#### [Texto do exercício]
* * *

Para João Paulo Freitas, a história começou quando estava em início de carreira e se viu obrigado a amputar uma perna a uma mulher jovem. Apesar de ser o procedimento recomendado, o médico nunca ficou em paz. “Não foi para isso que estudei”, desabafa. E não descansou enquanto não arranjou maneira de oferecer um destino diferente a estes doentes. Até o equipamento cirúrgico teve de ser adaptado à questão das multirresistências, obrigando a cuidados extra no controlo da infeção. Isso passa pela utilização de uns fatos especiais, ventilados e completamente herméticos, que lembram o equipamento de um astronauta, luvas mais grossas e mil olhos contra os inimigos invisíveis que contaminam os tecidos dos doentes. “A primeira vez que vi fatos destes foi na Mayo Clinic, nos Estados Unidos da América”, nota o médico.

* * *

#### [Linhas de dados]
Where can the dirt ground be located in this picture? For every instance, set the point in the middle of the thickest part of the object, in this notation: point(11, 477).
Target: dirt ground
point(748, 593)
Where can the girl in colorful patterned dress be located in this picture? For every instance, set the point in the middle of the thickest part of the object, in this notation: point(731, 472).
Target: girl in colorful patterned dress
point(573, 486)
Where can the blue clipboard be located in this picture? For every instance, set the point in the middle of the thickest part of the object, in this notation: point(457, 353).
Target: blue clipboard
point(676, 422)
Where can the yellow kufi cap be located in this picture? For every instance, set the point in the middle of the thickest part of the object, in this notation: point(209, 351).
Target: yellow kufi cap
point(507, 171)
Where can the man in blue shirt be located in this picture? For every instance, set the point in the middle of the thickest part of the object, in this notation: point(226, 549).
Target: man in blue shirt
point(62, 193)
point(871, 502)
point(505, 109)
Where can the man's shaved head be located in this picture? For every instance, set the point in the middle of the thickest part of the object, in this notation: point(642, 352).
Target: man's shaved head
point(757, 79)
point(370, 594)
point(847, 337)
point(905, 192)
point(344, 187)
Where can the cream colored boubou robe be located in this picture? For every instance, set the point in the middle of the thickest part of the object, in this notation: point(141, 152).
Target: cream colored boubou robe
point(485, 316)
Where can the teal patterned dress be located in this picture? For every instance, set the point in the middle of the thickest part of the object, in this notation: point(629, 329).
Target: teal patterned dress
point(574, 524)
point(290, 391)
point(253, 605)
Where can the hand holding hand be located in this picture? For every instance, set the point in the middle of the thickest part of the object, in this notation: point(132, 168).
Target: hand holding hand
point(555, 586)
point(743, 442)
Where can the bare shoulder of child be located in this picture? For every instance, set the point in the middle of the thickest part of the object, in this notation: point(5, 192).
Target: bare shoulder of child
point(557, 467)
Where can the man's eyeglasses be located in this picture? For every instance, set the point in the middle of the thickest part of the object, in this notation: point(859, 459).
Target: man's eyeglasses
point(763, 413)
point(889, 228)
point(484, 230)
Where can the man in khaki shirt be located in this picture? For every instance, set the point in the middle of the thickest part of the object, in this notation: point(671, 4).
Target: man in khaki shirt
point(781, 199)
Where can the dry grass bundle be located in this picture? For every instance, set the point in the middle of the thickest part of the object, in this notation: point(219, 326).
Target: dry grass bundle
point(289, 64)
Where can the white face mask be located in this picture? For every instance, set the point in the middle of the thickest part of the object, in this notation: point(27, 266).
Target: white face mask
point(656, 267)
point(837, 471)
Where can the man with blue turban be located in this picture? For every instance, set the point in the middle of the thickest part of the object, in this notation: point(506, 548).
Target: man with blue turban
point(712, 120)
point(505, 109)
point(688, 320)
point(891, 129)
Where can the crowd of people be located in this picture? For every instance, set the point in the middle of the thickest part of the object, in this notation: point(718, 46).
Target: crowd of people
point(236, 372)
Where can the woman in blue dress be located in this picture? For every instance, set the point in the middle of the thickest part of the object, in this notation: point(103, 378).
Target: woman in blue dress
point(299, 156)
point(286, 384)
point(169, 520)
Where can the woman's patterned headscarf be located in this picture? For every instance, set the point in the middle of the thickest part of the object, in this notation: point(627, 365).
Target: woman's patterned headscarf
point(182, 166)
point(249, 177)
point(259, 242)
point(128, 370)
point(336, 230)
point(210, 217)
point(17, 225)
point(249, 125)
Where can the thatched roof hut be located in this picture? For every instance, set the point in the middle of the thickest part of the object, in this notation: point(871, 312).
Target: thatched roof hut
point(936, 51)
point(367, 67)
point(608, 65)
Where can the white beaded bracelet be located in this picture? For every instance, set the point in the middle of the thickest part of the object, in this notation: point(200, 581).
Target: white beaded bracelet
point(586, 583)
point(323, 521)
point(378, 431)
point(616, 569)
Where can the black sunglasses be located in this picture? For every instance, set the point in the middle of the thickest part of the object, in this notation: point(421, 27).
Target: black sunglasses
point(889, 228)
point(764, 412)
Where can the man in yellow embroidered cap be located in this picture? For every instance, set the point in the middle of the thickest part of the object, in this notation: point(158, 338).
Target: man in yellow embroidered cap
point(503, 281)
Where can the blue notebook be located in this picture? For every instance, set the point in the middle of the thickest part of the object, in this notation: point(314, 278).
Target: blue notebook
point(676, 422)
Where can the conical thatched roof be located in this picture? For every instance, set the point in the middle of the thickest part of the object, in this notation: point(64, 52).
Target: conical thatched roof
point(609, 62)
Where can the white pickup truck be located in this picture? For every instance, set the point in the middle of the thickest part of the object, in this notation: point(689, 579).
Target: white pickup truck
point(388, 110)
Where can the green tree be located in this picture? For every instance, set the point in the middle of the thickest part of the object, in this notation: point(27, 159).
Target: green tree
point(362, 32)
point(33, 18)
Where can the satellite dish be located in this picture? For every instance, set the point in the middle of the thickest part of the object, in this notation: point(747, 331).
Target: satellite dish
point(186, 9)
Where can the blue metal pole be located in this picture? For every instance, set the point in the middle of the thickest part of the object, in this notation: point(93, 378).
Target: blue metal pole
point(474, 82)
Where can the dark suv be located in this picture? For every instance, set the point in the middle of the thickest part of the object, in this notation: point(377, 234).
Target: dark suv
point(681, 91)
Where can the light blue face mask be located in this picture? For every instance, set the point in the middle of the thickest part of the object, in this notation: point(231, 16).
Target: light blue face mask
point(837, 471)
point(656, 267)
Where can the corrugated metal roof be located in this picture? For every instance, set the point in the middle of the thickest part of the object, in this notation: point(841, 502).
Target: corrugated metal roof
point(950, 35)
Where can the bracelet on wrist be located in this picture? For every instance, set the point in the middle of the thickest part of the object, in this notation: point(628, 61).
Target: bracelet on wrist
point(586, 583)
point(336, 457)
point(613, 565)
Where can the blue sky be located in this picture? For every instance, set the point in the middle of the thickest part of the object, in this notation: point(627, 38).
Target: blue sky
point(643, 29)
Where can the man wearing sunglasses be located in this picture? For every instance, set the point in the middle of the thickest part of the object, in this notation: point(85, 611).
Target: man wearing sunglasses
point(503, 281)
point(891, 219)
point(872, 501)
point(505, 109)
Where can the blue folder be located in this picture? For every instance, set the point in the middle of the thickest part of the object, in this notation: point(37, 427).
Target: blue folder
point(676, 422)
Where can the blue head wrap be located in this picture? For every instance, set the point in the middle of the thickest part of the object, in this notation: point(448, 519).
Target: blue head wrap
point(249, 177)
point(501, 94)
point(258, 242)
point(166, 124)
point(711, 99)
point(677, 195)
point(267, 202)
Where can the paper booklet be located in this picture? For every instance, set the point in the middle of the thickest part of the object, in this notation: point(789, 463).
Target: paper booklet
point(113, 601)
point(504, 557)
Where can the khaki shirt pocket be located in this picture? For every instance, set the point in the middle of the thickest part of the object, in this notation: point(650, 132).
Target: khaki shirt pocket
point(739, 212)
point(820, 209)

* * *

#### [Lista de atividades]
1/ Transcreva, palavra por palavra, o trecho do texto compreendido entre "Para João Paulo" e "nota o médico.", ambos incluídos.
2/ Segundo o texto, por que razão teve o equipamento cirúrgico de ser adaptado? Responda em uma a três frases.
3/ Enumere todos os adjetivos que o texto aplica aos fatos usados no controlo da infeção.
As linhas não têm qualquer relação com o texto.

#### [Respostas às atividades]
1/
Para João Paulo Freitas, a história começou quando estava em início de carreira e se viu obrigado a amputar uma perna a uma mulher jovem. Apesar de ser o procedimento recomendado, o médico nunca ficou em paz. “Não foi para isso que estudei”, desabafa. E não descansou enquanto não arranjou maneira de oferecer um destino diferente a estes doentes. Até o equipamento cirúrgico teve de ser adaptado à questão das multirresistências, obrigando a cuidados extra no controlo da infeção. Isso passa pela utilização de uns fatos especiais, ventilados e completamente herméticos, que lembram o equipamento de um astronauta, luvas mais grossas e mil olhos contra os inimigos invisíveis que contaminam os tecidos dos doentes. “A primeira vez que vi fatos destes foi na Mayo Clinic, nos Estados Unidos da América”, nota o médico.

2/ O equipamento cirúrgico teve de ser adaptado por causa da questão das multirresistências. Esta questão obriga a cuidados extra no controlo da infeção.

3/ especiais, ventilados, herméticos